- YOUR OBJECTIVE:
Gather every line in the records below that contains the word "stalk" and copy each of those lines in full. Count only matches with the same letter case.

- EXCERPTED RECORDS:
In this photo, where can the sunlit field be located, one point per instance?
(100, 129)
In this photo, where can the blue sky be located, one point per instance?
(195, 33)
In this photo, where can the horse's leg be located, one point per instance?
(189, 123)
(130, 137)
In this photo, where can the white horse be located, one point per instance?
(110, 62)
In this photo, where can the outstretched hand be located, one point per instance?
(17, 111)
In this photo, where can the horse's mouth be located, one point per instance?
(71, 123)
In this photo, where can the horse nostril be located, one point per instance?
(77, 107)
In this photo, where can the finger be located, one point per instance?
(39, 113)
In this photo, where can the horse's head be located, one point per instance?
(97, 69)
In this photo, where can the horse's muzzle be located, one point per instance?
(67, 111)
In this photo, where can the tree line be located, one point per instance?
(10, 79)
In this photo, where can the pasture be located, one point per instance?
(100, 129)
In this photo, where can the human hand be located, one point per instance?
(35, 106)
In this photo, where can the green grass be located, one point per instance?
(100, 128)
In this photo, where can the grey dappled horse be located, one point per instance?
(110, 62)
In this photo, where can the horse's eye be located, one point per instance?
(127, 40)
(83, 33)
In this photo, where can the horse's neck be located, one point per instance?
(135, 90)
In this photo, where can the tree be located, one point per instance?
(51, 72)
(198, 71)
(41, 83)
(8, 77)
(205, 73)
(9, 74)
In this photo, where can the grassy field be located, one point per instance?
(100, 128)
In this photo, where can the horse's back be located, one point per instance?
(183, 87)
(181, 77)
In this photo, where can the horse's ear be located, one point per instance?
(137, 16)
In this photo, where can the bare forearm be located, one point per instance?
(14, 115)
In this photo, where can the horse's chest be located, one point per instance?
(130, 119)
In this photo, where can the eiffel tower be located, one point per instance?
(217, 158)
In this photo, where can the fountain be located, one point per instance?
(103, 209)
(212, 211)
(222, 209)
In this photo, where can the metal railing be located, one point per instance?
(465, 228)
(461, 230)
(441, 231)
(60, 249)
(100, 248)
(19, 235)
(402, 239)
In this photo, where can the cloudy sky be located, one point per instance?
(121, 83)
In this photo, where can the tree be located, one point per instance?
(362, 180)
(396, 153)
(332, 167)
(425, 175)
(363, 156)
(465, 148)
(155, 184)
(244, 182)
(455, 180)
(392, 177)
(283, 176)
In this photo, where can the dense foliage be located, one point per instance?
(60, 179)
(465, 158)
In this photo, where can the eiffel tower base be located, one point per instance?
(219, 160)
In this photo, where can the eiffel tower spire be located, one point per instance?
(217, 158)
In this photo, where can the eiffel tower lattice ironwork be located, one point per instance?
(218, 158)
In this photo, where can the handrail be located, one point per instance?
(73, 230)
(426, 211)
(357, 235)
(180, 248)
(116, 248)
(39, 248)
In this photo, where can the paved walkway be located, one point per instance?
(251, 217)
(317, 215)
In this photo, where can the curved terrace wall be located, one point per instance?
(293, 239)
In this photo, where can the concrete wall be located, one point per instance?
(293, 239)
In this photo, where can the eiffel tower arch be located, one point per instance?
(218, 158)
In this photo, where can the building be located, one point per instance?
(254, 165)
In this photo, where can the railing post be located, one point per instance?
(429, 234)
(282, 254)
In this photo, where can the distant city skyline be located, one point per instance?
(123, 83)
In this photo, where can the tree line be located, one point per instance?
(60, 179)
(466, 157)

---

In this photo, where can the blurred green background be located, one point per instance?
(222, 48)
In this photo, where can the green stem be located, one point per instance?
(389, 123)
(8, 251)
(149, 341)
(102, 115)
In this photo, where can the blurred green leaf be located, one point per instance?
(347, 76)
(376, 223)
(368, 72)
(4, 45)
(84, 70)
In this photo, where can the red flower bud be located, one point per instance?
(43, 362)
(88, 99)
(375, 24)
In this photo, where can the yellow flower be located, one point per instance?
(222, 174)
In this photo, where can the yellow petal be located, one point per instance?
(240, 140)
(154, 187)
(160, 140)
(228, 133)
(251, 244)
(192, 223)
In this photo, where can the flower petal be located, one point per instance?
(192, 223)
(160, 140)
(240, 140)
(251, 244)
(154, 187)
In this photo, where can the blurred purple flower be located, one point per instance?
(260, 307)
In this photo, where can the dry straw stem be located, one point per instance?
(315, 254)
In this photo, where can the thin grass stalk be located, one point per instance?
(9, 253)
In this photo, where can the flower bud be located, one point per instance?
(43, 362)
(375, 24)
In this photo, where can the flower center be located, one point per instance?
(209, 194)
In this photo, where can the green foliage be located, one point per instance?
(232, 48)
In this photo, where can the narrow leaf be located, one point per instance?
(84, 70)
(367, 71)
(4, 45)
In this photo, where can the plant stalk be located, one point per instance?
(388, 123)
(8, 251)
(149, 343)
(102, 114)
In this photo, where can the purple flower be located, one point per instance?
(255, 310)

- WRITTEN ANSWER:
In this photo, where can the thin grass stalk be located, one point per instance?
In this photo, where can the plant stalk be located, one point per instance?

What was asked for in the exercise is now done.